▶ _Action item_: Word for word, copy the listing below and leave out its images.

▶ _Information_:

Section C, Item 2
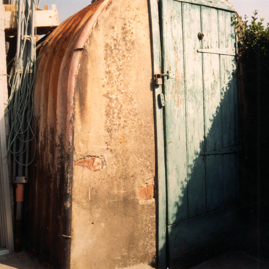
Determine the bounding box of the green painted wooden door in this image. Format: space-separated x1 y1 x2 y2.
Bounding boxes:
161 0 238 265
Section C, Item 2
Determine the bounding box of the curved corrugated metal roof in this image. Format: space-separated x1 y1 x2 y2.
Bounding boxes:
35 0 112 130
30 1 111 267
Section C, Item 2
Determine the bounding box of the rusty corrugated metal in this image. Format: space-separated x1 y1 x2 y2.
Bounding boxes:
28 1 111 268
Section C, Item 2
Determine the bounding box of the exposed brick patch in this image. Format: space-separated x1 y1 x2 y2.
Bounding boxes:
74 157 102 171
139 184 154 200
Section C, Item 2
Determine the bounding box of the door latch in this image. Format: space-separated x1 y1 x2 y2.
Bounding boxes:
154 72 170 85
158 93 166 107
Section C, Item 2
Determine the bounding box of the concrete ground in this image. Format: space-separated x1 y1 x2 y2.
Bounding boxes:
0 251 269 269
0 251 46 269
189 251 269 269
0 251 154 269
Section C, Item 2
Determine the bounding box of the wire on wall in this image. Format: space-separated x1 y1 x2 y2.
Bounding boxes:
7 0 37 175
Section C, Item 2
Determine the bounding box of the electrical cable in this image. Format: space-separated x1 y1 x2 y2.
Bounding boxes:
7 0 37 167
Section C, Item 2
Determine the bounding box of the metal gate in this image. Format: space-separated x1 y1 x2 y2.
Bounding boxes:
150 0 239 267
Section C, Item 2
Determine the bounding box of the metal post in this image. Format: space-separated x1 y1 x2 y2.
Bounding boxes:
0 1 14 254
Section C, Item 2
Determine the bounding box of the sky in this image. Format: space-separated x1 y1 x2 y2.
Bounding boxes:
42 0 269 25
231 0 269 25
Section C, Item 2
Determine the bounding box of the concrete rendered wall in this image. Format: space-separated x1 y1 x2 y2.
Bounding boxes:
71 0 156 268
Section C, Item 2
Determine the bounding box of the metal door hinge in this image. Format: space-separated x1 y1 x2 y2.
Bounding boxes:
154 72 170 85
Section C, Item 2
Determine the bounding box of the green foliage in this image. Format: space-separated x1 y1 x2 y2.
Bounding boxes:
235 11 269 194
235 10 269 77
235 11 269 105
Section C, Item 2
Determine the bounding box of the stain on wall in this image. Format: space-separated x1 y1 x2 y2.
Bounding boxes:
29 3 105 267
71 0 156 268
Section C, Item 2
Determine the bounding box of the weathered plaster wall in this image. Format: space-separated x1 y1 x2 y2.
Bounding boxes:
71 0 156 268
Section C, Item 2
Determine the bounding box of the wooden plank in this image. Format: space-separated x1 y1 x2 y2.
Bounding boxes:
206 155 223 210
233 18 239 198
0 2 14 253
149 0 167 268
223 154 237 205
4 5 16 12
225 11 238 201
35 8 59 27
165 0 188 225
51 4 59 27
233 20 239 148
219 10 238 205
174 0 236 12
201 6 223 211
202 6 220 152
4 6 59 34
219 11 236 148
4 5 11 11
168 206 240 264
182 2 206 218
222 55 238 203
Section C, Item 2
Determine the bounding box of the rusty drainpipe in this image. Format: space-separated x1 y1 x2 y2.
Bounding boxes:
13 0 35 251
12 0 24 252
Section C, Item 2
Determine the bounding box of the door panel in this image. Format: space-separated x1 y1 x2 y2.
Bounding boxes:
162 0 238 263
206 155 223 211
182 3 206 219
201 7 223 212
165 0 188 224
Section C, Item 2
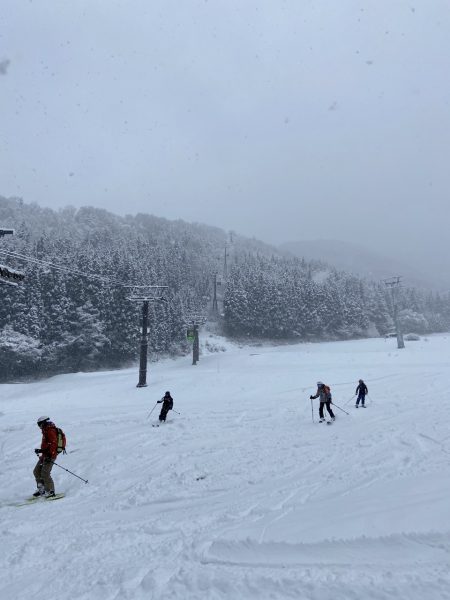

▶ _Result of the exercise_:
Section C, Item 2
Determine the bounding box of the green painted wooden door in this image. Format: space-separated x1 y1 x2 y2.
Bounding boxes:
161 0 238 265
Section C, Item 2
Determine the bounding box of the curved corrugated metal roof in this image. Format: space-separated x1 y1 x2 y2.
Bounding boxes:
35 0 112 130
30 1 111 267
Section C, Item 2
Determine the bounding box of the rusty corrugated metal in this image. Format: space-separated x1 y1 x2 y2.
Bounding boxes:
28 1 111 268
Section C, Item 2
Determine the bounding box of the exposed brick patch in this image. Format: space-separated x1 y1 x2 y2.
Bounding boxes:
74 157 102 171
139 184 154 200
Section C, Item 2
Determine the bounding box of the door latch in this image. Format: space-separated x1 y1 x2 y2.
Bounding boxes:
154 72 170 85
158 93 166 107
Section C, Item 2
Determine the bounding box of the concrete ground in this image. Format: space-separated x1 y1 x2 y2.
Bounding boxes:
0 251 269 269
0 251 46 269
189 251 269 269
0 251 154 269
Section C, Item 2
Determine the bounding box of the wire on wall in this image. Format: space-separated x1 y1 x2 y2.
Bounding boxes:
7 0 37 175
Section C, Item 2
Determine the bounding box of the electrical cable in this image. Format: space-separated x1 y1 x2 y2.
Bounding boxes:
7 0 37 167
Section C, Item 2
Determine the bounding box of the metal gate in this image. Format: space-separated x1 y1 x2 y2.
Bounding boxes:
150 0 239 267
Section C, Item 2
Determine the bounding box of the metal post in this image. Format: space-separated x1 y1 x2 y2.
Bounding boxes:
0 1 14 254
Section C, Item 2
Determine the bounding box of the sky in this image. Format: space-separated x1 y1 x2 y2.
Bounding boxes:
42 0 269 25
231 0 269 25
Section C, Item 2
Determine the bounding box of the concrete rendered wall in this image. Format: space-separated x1 y1 x2 y2.
Bounding boxes:
71 0 156 268
Section C, Item 2
Determine the bounding box of the metal door hinge in this image. Format: space-separated x1 y1 x2 y2.
Bounding boxes:
154 72 170 85
Section C, Item 2
Determine the bounding box of the green foliage in this image. Format: space-separated x1 y1 x2 y2.
Bounding boxes:
235 11 269 194
235 10 269 77
235 11 269 105
Section C, Item 2
Determine the bounding box of the stain on wall in this image. Format: space-separated x1 y1 x2 y2.
Bounding boxes:
29 3 105 267
71 0 156 268
Section C, Item 2
Determine the bounding box of the weathered plaster wall in this image. Format: space-separated x1 y1 x2 y2.
Bounding boxes:
71 0 156 268
Section C, Item 2
Determine the bounding box of the wooden plank in this image. Format: space-separated x1 y1 x2 y2.
Bounding boxes:
206 155 223 210
233 18 239 198
0 2 14 253
149 0 167 268
223 154 237 205
4 5 16 12
225 11 238 201
35 8 59 27
165 0 188 225
51 4 59 27
233 20 239 148
219 10 238 205
174 0 236 12
201 6 223 211
202 6 220 152
4 6 59 34
219 11 236 148
4 5 11 11
168 206 240 264
182 2 206 218
222 55 238 203
Section C, Item 2
Determine the bounding box of the rusty drainpipe in this image. Format: space-separated x1 y1 x2 y2.
Bounding boxes:
13 0 35 251
12 0 24 252
Section C, Item 2
Determine the bounding box of the door panel in this image. Format: space-separated x1 y1 x2 y2.
Bounding boxes:
162 0 238 263
206 155 223 211
182 3 206 219
201 7 223 212
165 0 188 224
Section C, Item 2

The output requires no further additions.